• [Work instructions]: Please extract the passage of the Krzysztof Kiljan biography from "He reached the" to "to the final.", copying it word for word.

• [Excerpt provided]:

========

Personal information
- Nationality: Polish
- Born: 30 December 1999 (age 26)

Sport
- Sport: Athletics
- Event: Hurdles

Achievements and titles
- Personal bests: 60m hurdles: 7.59 (2024) 110m hurdles: 13.43 (2023)

Medal record
Men's athletics
Representing Poland
World Relays
| Silver medal – second place | 2021 Chorzów | Shuttle Hurdle Relay |
Summer World University Games
| Bronze medal – third place | 2021 Chengdu | 110 m hurdles |

= Krzysztof Kiljan =

Polish athlete (born 1999)

Krzysztof Kiljan (born 30 December 1999) is a Polish hurdler. He competed at the 2023, 2024, and 2025 World Athletics Indoor Championships over 60 metres hurdles, and the 2024 Olympic Games over 110 metres hurdles.

==Career==
He won a bronze medal at the delayed 2021 Summer World University Games in Chengdu, India in the 100 metres hurdles. In March 2023, he finished sixth in the 60 metres hurdles at the 2023 World Athletics Indoor Championships in Istanbul. That summer, he lowered his 110 m hurdles personal best to 13.43 seconds.

He reached the semi finals in the 60 metres hurdles at the 2024 World Athletics Indoor Championships in Glasgow. He competed at the 2024 European Athletics Championships in Rome, reaching the semi-finals with a run of 13.78 seconds. Later that month he finished third at the Polish Athletics Championships. In July 2024, he qualified by ranking for the 2024 Olympics Games. He subsequently competed in the 110 m hurdles at the 2024 Paris Olympics without reaching the semi-final.

He was selected for the 2025 World Athletics Indoor Championships in Nanjing, China in March 2025. He qualified for the semi-finals with a time of 7.71 seconds. In his semi-final he ran 7.68 seconds, but did not progress through to the final.

==Personal life==
He is from Białystok, Poland. In 2023, it was reported he was in a relationship with fellow athlete Ewa Swoboda with the pair having first met in 2021. They have since appeared together and danced together at public events. He is a member of Sports Club AZS-AWF in Warsaw.

========

• [Records]:

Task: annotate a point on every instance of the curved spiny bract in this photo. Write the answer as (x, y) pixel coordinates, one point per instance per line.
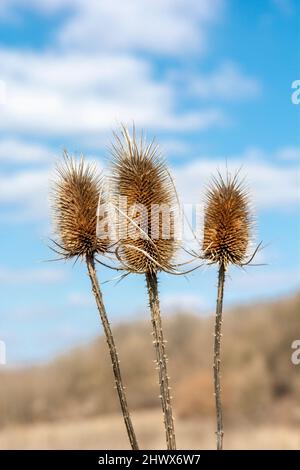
(139, 174)
(76, 196)
(227, 222)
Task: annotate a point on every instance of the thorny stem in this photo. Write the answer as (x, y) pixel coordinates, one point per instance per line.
(161, 360)
(112, 350)
(217, 356)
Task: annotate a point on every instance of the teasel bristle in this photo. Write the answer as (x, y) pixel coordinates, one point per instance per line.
(140, 175)
(227, 232)
(76, 194)
(228, 222)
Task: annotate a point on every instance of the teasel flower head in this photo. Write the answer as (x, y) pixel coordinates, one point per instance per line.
(140, 177)
(228, 222)
(77, 191)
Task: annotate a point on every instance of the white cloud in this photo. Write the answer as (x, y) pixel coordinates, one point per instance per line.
(161, 27)
(272, 186)
(228, 82)
(17, 151)
(24, 194)
(30, 276)
(260, 279)
(61, 94)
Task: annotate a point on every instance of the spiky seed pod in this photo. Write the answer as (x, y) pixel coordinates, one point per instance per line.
(227, 222)
(76, 197)
(139, 174)
(75, 201)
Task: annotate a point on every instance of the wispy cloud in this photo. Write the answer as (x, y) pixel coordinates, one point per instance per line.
(162, 27)
(31, 275)
(272, 186)
(17, 151)
(104, 90)
(227, 82)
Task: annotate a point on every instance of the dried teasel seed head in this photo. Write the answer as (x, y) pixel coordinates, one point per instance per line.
(142, 188)
(227, 222)
(76, 194)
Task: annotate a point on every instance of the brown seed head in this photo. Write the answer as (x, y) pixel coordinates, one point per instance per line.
(75, 201)
(227, 222)
(140, 177)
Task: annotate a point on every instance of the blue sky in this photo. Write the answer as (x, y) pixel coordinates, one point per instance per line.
(210, 79)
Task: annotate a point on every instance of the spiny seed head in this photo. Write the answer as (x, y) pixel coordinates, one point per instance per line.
(76, 194)
(140, 177)
(227, 222)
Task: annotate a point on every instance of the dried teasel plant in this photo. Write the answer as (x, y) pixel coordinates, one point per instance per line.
(140, 188)
(228, 224)
(77, 193)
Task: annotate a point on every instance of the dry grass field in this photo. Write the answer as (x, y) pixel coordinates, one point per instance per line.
(69, 403)
(108, 433)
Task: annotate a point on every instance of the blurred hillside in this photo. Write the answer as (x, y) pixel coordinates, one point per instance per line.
(260, 384)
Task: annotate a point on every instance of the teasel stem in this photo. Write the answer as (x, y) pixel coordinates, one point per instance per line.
(161, 359)
(217, 356)
(112, 350)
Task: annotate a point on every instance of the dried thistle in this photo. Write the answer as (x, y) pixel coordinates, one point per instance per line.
(227, 222)
(227, 232)
(77, 193)
(140, 175)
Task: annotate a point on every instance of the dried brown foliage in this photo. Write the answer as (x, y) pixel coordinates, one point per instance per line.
(75, 200)
(227, 222)
(140, 175)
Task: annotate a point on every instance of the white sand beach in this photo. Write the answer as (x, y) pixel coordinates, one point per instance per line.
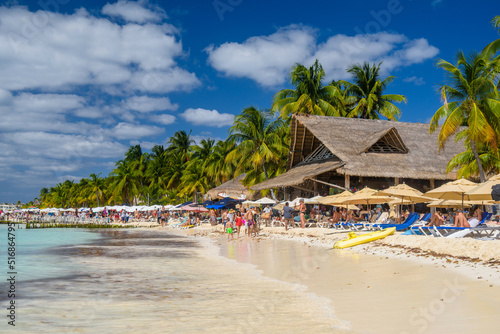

========

• [Exercise answer]:
He reached the semi finals in the 60 metres hurdles at the 2024 World Athletics Indoor Championships in Glasgow. He competed at the 2024 European Athletics Championships in Rome, reaching the semi-finals with a run of 13.78 seconds. Later that month he finished third at the Polish Athletics Championships. In July 2024, he qualified by ranking for the 2024 Olympics Games. He subsequently competed in the 110 m hurdles at the 2024 Paris Olympics without reaching the semi-final.

He was selected for the 2025 World Athletics Indoor Championships in Nanjing, China in March 2025. He qualified for the semi-finals with a time of 7.71 seconds. In his semi-final he ran 7.68 seconds, but did not progress through to the final.